## Consigne 1
Relevez toutes les années écrites en chiffres dans le texte sur Mizuki Shigeru et Chôfu, chacune une seule fois.
## Consigne 2
D'après le texte sur Mizuki Shigeru et Chôfu, pourquoi le nombre de yôkai a-t-il fortement baissé dans les zones urbaines densément peuplées ? Répondez en une à trois phrases.
## Consigne 3
Poursuivez le texte sur Mizuki Shigeru et Chôfu à partir de sa dernière phrase.

## Texte à lire
Le célèbre auteur de mangas Mizuki Shigeru (1922-2015), dont cette année 2022 marque le centième anniversaire de la naissance, a passé la majeure partie de sa vie à Chôfu, ville de la banlieue ouest de Tokyo. C’est là que fut créé son chef-d’œuvre, Gegege no Kitaro (en français sous le titre Kitaro le Repoussant). Une promenade dans les rues de Chôfu révèle l’amour profond de Mizuki pour la nature et les créatures folkoriques japonaises, les yôkai.

Un lieu étonnant en banlieue de Tokyo

Mizuki Shigeru, connu pour ses mangas sur le thème des yôkai, les créatures folkloriques japonaises, et en particulier pour son personnage emblématique Gegege no Kitaro, édité en français sous le nom de Kitaro le Repoussant, est l’un des mangakas les plus célèbres de toute l’histoire. Il a également laissé de nombreux ouvrages sur l’histoire du Japon et l’histoire du monde avec un fort élément autobiographique.

Mizuki Shigeru en 2010 (Jiji Press)
Mizuki Shigeru en 2010 (Jiji Press)

Mizuki Shigeru, qui est né et a grandi dans la ville de Sakaiminato (préfecture de Tottori), a déménagé à Chôfu en 1959, l’année suivant ses débuts en tant que dessinateur de manga pour les livres en location qui étaient alors très populaires. À cette époque, Chôfu était déjà en cours d’urbanisation. Autrefois petite ville de campagne, elle s’est rapidement développée après le Grand tremblement de terre du Kantô de 1923, lorsque de nombreuses personnes et entreprises ont déménagé dans la ville. Néanmoins, Chôfu possédait encore des champs, des forêts et d’autres parties rurales. Bref, c’était l’environnement idéal pour un créateur d’histoires tel que Mizuki.

En effet, le thème de Kitaro le Repoussant, comme de tout autre manga de yôkai, est la coexistence des humains avec la nature, y compris le surnaturel, et les diverses créatures qui peuplent ce monde. Certaines d’entre elles sont invisibles, mais, de tout temps, les humains ont imaginé des choses qui ne peuvent être saisies par les sens. Mizuki a dit un jour que la raison pour laquelle le nombre de yôkai a diminué de façon catastrophique dans les zones urbaines densément peuplées est que les gens ont perdu leur imagination en raison de la stimulation excessive des cinq sens. D’un autre côté, les yôkai semblent préférer les endroits peu peuplés où abondent les arbres et les sources, ce qui explique pourquoi Mizuki aimait tant Chôfu.

## Données fournies
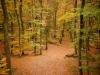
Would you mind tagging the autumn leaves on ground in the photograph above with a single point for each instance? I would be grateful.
(52, 62)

## Résultat 1
1922, 2015, 2022, 2010, 1959, 1923

## Résultat 2
Selon Mizuki, les habitants de ces zones ont perdu leur imagination. Cette perte vient de la stimulation excessive de leurs cinq sens.

## Résultat 3
Actuellement, le train express de la ligne Keiô rallie la gare de Shinjuku à Chôfu en moins de 20 minutes. Les bus municipaux, décorés de personnages de Kitaro le Repoussant, partent de la gare de Chôfu et parcourent toute la ville sur différents itinéraires. Cependant, la meilleure façon d’explorer plus en profondeur les attractions de Chôfu est encore de marcher. C’est parti pour une bonne promenade !

Nous partirons de la gare, côté nord…

Le Chôfu de Mizuki Shigeru

Kitaro et Medama oyaji (le père Globule)
Kitaro et Medama oyaji (le père Globule)

L’avenue Tenjin est une rue commerçante tout ce qu’il y a d’ordinaire en apparence, à la différence que vous êtes immédiatement confronté aux personnages du chef-d'œuvre de Mizuki, Kitaro le Repoussant. Nezumi Otoko (Ratichon) est couché sur un banc et Neko Musume (Misstigri) et Ittan Momen (Coton volant) sur un transformateur électrique. À l’entrée de la rue commerçante, Kitaro salue les clients et les passants. Ils ont été installés en 1991 à la suggestion de Mizuki, fréquent client de la galerie marchande lui-même. Cela donne une atmosphère décontractée à l’endroit. Dans un coin de la galerie marchande se trouve le bâtiment de Mizuki Productions. Le bureau gère le vaste corpus d'œuvres de l’artiste et organise de nouveaux projets de mangas et d’animations.

Nezumi otoko prend ses aises sur un banc.
Nezumi otoko prend ses aises sur un banc.

L’avenue Tenjin aboutit à l’allée qui mène au sanctuaire de Fuda Tenjinsha. Au milieu de la verdure, ce très ancien sanctuaire shintô aurait été construit au Ier siècle de notre ère, sous le règne de l’empereur Suinin. Quel calme ! Trouver un espace aussi silencieux à seulement cinq minutes à pied de la gare de Chôfu impressionne toujours. Ce sanctuaire est aussi populaire en tant que lieu de pèlerinage pour les otaku et les fans de Kitaro. Car selon la toute première histoire originale de Kitaro, Kitaro du cimetière, c’est dans la forêt du sanctuaire que vit Kitaro.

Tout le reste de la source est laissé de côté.